▸ VORGEGEBENER TEXT:
==*==
In diesem Dorf kann man sich leicht wie der einzige Tourist vorkommen. Es heißt Jormvattnet und liegt im Norden Jämtlands, 900 Kilometer von Stockholm entfernt, auf einer Lichtung mitten in der Wildnis. Hier passierte es uns im letzten Jahr, dass wir den Schlüssel zu unserem Ferienhaus von demselben Mann ausgehändigt bekamen, der uns wenig später im Restaurant das Entrecôte servierte. Am Tag darauf saß er im Dorfladen an der Kasse. Abends begegneten wir ihm wieder – am Einlass zum Dorffest. Dieses Erlebnis ist typisch für viele kleine Touristenorte im schwedischen Fjäll. Es erinnert an den Anfang eines Kriminalromans oder einer Gruselgeschichte.
==*==
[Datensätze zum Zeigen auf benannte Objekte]

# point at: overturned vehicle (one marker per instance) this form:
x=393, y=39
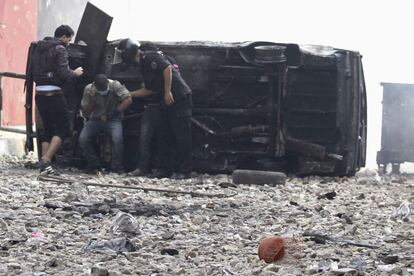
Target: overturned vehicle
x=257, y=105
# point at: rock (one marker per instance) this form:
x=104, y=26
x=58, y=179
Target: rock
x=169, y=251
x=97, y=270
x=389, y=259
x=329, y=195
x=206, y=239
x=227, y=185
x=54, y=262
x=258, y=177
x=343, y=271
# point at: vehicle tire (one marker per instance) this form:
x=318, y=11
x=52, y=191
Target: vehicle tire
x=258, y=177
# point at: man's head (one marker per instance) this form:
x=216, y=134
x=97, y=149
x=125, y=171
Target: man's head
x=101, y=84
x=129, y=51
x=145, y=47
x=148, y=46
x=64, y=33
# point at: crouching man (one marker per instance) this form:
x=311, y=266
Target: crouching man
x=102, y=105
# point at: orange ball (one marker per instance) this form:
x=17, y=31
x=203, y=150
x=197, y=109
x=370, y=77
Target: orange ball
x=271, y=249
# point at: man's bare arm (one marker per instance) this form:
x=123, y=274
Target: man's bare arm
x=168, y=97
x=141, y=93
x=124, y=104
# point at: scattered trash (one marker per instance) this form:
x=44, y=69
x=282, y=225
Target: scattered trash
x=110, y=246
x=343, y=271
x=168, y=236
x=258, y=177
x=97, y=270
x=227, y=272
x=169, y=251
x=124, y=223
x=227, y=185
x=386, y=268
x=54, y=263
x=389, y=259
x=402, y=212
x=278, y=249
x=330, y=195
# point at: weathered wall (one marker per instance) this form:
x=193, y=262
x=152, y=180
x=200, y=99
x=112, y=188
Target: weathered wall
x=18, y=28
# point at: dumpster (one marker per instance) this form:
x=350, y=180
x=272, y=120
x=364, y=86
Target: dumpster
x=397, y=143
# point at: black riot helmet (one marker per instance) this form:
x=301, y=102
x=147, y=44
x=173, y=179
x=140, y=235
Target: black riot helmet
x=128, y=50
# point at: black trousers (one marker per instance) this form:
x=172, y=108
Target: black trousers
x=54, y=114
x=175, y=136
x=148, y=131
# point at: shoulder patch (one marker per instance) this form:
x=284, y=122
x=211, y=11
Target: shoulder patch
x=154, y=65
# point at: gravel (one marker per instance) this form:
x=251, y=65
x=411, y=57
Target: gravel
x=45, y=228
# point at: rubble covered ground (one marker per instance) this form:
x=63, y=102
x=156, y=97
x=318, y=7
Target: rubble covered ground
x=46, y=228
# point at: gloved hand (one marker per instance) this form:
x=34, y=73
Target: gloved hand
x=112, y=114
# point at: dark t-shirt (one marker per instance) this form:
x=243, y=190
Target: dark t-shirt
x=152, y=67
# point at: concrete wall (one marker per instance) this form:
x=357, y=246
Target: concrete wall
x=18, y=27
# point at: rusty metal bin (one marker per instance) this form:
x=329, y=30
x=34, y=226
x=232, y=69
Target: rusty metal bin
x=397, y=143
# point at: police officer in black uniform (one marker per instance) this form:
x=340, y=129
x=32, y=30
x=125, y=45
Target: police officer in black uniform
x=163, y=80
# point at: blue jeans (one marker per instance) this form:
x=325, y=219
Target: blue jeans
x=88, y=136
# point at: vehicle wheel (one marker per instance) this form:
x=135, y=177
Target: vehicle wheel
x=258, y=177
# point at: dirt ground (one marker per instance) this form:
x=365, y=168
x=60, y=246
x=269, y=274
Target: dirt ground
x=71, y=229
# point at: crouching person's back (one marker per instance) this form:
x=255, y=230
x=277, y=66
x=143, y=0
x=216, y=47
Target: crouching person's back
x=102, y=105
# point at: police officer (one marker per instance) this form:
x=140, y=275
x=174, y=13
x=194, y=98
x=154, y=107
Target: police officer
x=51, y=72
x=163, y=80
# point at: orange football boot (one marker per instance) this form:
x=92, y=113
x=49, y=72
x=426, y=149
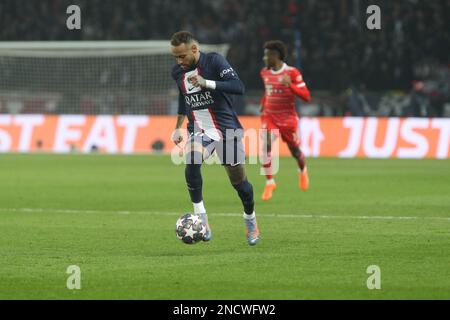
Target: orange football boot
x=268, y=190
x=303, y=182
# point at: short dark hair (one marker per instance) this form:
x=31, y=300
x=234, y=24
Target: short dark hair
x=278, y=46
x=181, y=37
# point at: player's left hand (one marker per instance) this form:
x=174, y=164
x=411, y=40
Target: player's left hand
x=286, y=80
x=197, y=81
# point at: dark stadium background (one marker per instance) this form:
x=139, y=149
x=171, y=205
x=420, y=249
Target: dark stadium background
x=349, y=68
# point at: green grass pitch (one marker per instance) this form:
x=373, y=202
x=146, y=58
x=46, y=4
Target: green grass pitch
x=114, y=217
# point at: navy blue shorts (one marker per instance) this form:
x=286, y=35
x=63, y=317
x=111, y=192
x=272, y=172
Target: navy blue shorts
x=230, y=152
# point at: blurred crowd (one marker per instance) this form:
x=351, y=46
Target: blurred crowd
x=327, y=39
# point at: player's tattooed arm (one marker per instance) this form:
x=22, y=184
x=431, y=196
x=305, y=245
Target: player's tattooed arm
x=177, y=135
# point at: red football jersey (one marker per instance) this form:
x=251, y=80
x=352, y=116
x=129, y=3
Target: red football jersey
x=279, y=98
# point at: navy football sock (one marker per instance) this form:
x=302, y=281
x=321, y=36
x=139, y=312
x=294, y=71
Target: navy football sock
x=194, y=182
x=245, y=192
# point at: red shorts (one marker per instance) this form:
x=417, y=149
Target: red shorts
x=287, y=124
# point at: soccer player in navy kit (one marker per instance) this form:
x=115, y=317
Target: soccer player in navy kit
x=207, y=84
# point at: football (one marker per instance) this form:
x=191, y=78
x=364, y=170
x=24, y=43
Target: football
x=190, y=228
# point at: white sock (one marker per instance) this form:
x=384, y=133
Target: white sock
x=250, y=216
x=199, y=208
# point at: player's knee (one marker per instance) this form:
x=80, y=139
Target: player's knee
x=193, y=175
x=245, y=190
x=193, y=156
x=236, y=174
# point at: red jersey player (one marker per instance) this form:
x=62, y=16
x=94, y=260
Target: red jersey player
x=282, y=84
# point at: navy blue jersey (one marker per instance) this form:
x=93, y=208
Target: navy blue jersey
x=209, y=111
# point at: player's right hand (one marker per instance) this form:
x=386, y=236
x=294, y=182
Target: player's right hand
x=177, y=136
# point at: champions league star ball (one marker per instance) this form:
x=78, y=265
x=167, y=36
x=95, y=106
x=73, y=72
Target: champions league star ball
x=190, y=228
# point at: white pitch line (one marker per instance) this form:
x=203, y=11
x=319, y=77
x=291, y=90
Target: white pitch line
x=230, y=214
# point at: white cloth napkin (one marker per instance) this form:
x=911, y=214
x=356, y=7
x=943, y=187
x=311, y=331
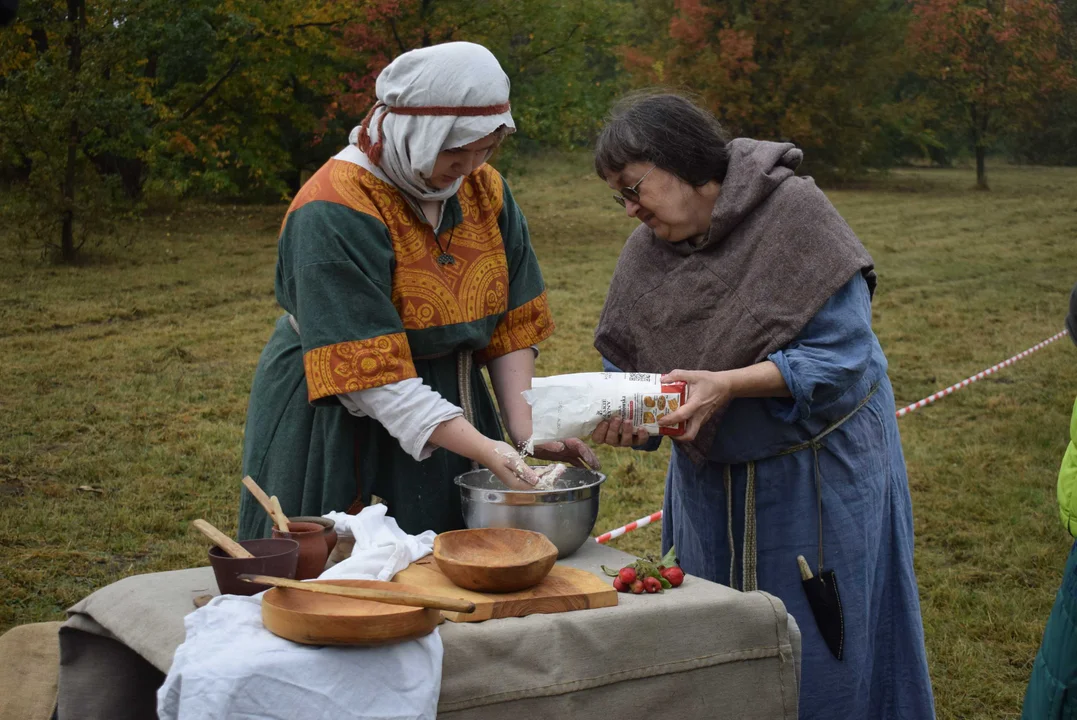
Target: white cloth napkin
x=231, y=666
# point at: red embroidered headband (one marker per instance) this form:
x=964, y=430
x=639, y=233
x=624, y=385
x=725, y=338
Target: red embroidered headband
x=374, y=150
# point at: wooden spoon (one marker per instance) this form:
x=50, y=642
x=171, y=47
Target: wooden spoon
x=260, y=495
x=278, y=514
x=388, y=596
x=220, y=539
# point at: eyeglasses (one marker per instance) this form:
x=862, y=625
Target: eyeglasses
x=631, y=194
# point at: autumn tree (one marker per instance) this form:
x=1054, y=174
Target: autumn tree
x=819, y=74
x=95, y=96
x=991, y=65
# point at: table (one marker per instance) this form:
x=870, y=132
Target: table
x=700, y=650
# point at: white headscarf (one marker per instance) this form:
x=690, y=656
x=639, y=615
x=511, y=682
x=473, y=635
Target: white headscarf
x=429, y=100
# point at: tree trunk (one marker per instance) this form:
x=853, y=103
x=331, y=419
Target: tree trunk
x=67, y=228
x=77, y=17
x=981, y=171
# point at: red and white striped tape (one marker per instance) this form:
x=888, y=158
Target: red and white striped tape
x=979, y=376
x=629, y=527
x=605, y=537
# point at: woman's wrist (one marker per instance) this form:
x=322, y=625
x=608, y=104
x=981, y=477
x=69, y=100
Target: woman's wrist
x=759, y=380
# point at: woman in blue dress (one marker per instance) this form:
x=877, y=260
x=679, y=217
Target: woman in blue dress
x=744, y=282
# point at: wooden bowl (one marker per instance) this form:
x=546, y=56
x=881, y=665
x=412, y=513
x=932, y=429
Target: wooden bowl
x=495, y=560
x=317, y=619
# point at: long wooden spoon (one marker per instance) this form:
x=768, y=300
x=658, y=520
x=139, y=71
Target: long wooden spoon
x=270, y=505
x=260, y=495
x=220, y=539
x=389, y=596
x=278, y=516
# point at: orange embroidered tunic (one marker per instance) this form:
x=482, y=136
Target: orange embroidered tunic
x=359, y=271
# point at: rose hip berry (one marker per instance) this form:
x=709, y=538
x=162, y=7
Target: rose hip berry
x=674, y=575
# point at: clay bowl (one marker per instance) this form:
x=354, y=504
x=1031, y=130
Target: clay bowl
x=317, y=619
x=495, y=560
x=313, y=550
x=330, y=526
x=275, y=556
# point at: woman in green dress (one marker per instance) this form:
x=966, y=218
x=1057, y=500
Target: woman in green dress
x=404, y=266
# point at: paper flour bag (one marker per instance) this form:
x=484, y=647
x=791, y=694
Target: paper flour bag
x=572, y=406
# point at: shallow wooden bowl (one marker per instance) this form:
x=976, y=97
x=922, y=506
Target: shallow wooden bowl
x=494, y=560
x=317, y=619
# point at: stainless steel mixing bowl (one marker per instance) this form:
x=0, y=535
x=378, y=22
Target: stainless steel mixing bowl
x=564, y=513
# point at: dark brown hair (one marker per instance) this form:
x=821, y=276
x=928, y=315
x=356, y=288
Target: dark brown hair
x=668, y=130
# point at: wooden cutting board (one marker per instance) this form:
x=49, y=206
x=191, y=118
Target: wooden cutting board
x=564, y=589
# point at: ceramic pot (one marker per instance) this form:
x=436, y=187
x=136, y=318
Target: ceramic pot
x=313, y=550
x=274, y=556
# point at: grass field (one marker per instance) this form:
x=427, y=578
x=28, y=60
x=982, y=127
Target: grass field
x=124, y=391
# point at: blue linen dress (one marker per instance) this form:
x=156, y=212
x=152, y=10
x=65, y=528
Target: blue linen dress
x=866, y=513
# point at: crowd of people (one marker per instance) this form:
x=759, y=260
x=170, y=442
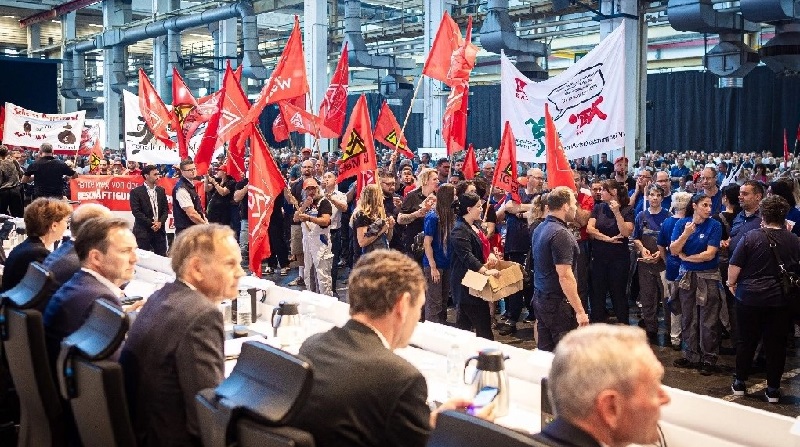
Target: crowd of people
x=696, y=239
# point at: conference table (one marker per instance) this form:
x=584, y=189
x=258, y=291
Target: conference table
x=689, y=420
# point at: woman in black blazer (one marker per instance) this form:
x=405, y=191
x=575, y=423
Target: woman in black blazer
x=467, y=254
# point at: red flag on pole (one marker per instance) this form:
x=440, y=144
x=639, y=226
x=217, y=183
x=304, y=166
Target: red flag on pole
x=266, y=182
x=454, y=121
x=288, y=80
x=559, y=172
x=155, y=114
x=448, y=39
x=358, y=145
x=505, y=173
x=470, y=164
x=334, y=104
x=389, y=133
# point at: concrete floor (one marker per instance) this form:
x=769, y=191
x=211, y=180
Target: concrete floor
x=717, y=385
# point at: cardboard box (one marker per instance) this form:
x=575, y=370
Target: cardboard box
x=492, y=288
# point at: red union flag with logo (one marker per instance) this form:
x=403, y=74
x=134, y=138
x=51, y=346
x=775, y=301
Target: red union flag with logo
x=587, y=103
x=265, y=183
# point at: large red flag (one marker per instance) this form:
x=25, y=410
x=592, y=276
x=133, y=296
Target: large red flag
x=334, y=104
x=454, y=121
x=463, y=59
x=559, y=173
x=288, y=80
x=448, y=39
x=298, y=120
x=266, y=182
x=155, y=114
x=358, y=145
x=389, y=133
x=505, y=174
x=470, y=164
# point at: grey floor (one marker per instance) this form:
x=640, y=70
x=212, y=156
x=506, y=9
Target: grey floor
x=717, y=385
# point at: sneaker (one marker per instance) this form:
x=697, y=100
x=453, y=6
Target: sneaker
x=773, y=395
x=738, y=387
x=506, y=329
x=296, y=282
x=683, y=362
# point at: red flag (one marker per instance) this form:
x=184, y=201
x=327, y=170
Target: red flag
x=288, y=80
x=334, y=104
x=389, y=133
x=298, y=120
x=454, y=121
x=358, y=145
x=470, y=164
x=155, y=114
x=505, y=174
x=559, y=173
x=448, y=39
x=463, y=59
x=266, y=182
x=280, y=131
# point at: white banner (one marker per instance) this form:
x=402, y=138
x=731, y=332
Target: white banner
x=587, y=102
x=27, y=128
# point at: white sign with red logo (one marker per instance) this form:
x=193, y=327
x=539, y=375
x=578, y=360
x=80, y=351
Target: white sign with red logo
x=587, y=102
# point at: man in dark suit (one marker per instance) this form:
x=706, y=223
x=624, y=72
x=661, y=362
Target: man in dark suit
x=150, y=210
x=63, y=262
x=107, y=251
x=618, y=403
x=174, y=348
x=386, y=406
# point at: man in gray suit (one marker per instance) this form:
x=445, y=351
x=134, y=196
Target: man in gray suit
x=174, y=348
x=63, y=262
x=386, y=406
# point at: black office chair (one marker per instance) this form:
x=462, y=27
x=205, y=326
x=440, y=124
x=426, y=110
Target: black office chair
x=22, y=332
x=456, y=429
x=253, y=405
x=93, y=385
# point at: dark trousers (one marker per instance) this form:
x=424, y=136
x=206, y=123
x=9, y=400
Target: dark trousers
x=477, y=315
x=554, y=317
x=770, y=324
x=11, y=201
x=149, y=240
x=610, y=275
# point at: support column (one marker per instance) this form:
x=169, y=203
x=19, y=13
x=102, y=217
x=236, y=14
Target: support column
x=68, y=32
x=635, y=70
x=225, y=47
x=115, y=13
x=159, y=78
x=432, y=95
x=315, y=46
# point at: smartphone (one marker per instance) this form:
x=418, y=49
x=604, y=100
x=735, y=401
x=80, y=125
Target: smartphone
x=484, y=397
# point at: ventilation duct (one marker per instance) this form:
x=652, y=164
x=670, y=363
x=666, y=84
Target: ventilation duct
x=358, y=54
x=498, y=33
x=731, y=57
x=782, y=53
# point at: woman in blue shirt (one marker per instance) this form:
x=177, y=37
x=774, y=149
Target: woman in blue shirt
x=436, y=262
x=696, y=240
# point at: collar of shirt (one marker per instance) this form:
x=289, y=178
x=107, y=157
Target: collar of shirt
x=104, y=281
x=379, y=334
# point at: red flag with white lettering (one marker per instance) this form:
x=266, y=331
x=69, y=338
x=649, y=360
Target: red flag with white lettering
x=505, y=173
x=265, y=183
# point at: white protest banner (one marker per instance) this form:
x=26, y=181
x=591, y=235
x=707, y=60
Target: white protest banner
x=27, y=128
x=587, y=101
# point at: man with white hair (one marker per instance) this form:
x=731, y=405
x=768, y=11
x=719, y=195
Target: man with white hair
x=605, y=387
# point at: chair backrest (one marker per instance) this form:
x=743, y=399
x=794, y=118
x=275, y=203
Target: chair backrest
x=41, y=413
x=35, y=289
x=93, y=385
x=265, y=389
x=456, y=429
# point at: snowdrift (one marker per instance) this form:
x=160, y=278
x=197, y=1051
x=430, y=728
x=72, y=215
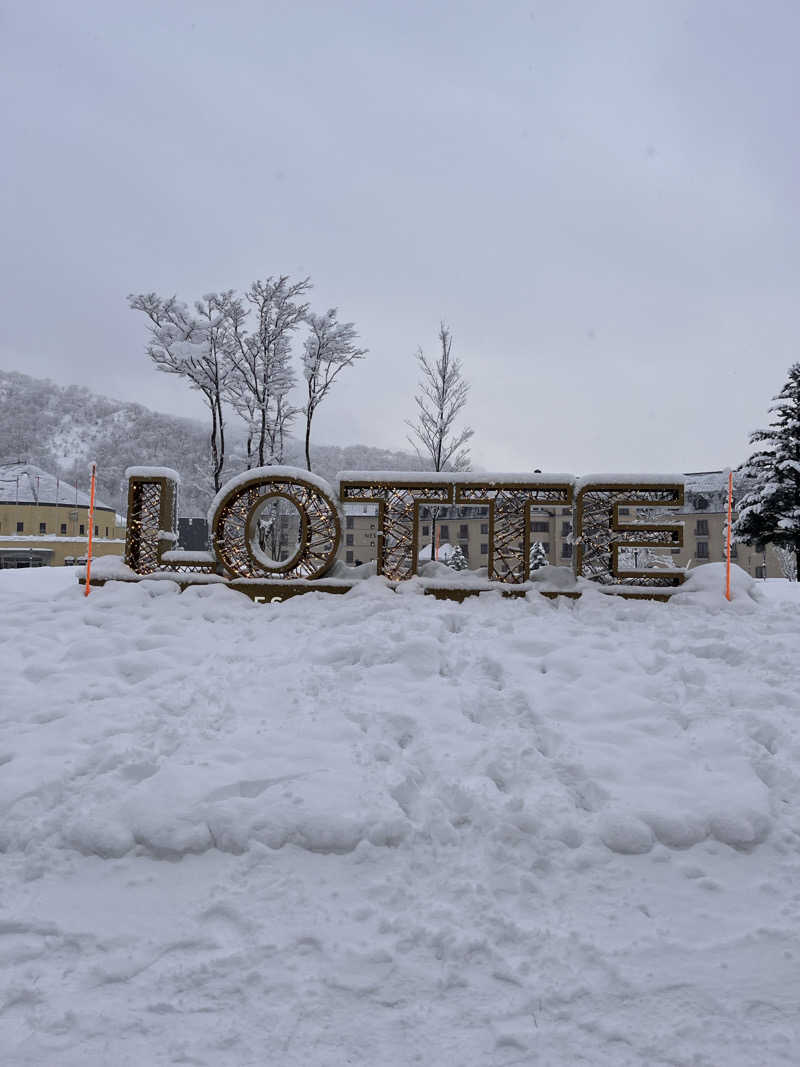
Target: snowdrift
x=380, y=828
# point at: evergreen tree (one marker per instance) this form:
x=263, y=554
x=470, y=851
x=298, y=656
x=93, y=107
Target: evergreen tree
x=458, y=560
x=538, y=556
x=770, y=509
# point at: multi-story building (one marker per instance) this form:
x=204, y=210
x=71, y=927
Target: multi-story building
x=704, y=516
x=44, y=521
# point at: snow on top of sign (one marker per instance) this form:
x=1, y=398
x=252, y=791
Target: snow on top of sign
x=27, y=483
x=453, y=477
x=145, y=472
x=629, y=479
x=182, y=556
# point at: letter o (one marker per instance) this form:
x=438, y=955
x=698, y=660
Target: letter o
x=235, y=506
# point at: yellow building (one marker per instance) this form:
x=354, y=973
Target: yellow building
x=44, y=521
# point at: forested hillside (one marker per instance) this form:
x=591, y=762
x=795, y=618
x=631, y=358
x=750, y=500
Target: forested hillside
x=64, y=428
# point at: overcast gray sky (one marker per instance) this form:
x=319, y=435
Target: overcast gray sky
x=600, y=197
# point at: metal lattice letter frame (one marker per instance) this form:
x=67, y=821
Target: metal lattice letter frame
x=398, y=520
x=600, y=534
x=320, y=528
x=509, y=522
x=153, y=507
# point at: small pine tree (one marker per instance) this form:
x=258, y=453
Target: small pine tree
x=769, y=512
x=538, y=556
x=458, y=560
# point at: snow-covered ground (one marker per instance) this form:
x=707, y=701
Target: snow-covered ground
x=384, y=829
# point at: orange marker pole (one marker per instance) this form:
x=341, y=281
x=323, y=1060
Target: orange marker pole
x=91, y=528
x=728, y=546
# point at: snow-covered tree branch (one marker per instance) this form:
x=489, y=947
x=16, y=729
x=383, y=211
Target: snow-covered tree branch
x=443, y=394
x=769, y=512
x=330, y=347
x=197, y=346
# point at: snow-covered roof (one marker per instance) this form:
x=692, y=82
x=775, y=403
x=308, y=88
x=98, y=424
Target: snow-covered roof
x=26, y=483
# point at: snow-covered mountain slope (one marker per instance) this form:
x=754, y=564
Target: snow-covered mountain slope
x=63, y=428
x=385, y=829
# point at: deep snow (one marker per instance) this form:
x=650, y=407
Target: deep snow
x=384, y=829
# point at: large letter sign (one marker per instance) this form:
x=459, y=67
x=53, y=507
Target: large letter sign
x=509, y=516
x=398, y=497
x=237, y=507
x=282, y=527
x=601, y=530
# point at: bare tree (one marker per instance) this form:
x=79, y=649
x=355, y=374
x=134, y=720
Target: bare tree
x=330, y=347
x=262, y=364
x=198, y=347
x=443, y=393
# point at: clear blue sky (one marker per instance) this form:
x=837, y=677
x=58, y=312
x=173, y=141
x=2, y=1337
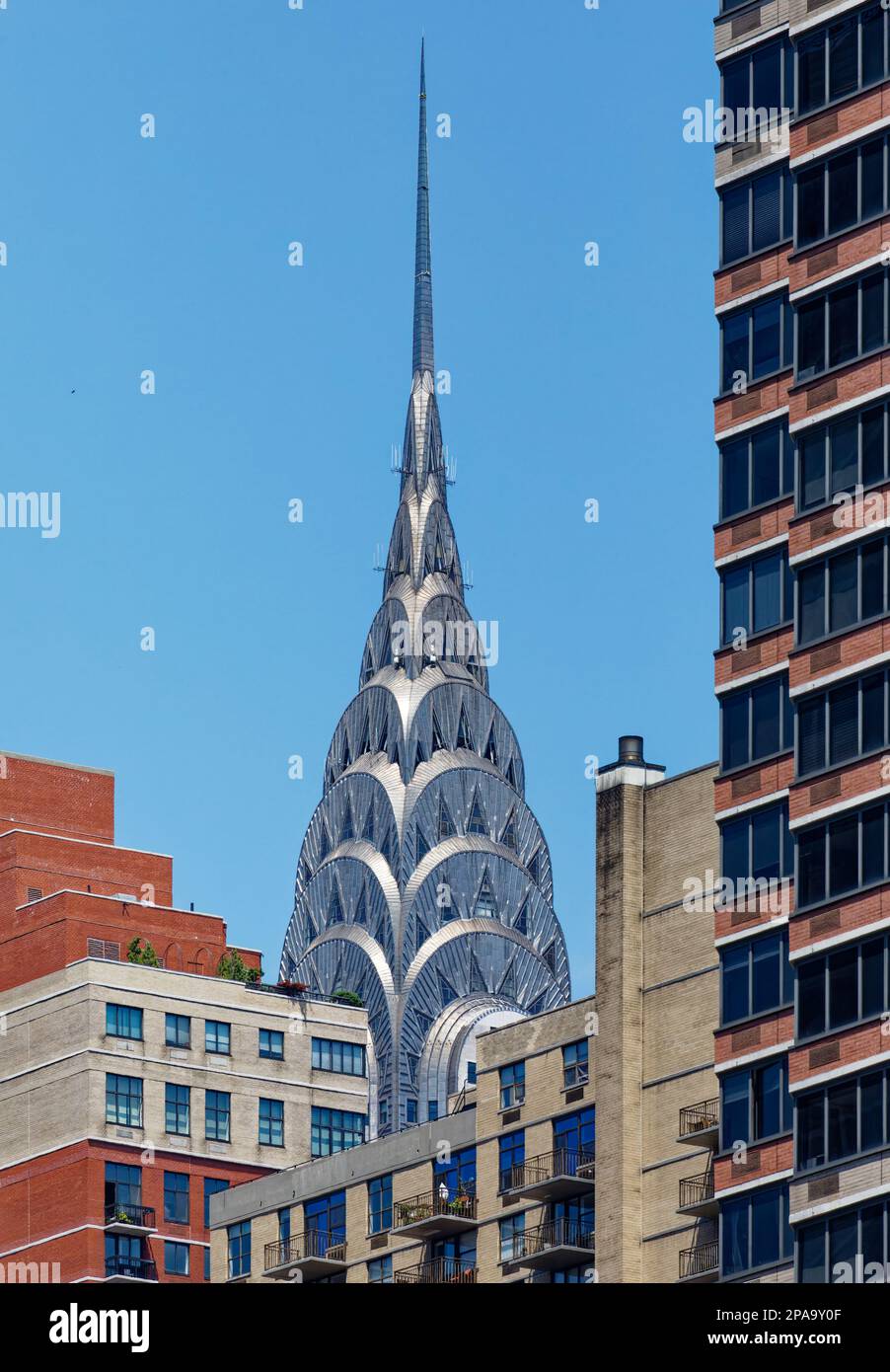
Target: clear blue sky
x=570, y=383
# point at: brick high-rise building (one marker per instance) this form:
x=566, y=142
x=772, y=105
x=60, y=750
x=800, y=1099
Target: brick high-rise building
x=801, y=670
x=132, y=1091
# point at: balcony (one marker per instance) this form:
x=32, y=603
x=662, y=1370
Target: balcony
==*==
▸ AUFGABEN:
1. Schreibe in den Datensätzen alles von der Zeile mit „# point at: navy blue jersey“ bis hinunter zur Zeile mit „x=230, y=214“ als nummerierte Liste um und lass dabei Leerzeilen weg.
2. Setze den Text über das Dorf Jormvattnet an der Stelle fort, an der er aufhört.

▸ LÖSUNGEN:
1.
1. # point at: navy blue jersey (one marker per instance) this form:
2. x=93, y=208
3. Target: navy blue jersey
4. x=209, y=111
5. # point at: player's right hand (one marker per instance) this form:
6. x=386, y=236
7. x=294, y=182
8. Target: player's right hand
9. x=177, y=136
10. # point at: champions league star ball (one marker per instance) this form:
11. x=78, y=265
12. x=167, y=36
13. x=95, y=106
14. x=73, y=72
15. Target: champions league star ball
16. x=190, y=228
17. # point at: white pitch line (one marker per instance) this form:
18. x=203, y=11
19. x=319, y=77
20. x=291, y=90
21. Target: white pitch line
22. x=230, y=214

2.
In Jormvattnet denkt man eher an einen von isländischen Sagas inspirierten Abenteuerfilm, mit großartigen Landschaftsaufnahmen und atemberaubenden Actionszenen. Die Hauptdarsteller tragen Namen wie Nös, Nattar, Menja, Hröfn und Elding. Die meisten von ihnen sind Isländer in doppelter Hinsicht: Sie gehören nicht nur zu der besonderen Pferderasse, die sich in tausendjähriger Isolation auf der kargen Insel im Nordatlantik entwickelt hat, sondern sie stammen auch direkt von dort. »Es macht Spaß, nach Island zu fahren und Pferde zu kaufen«, sagt unser Guide Ola Sundquist, und er erzählt uns, wie er an Kùri geraten ist, einen widerspenstigen Wallach, dem die lange, grau gesprenkelte Mähne über die Augen fällt.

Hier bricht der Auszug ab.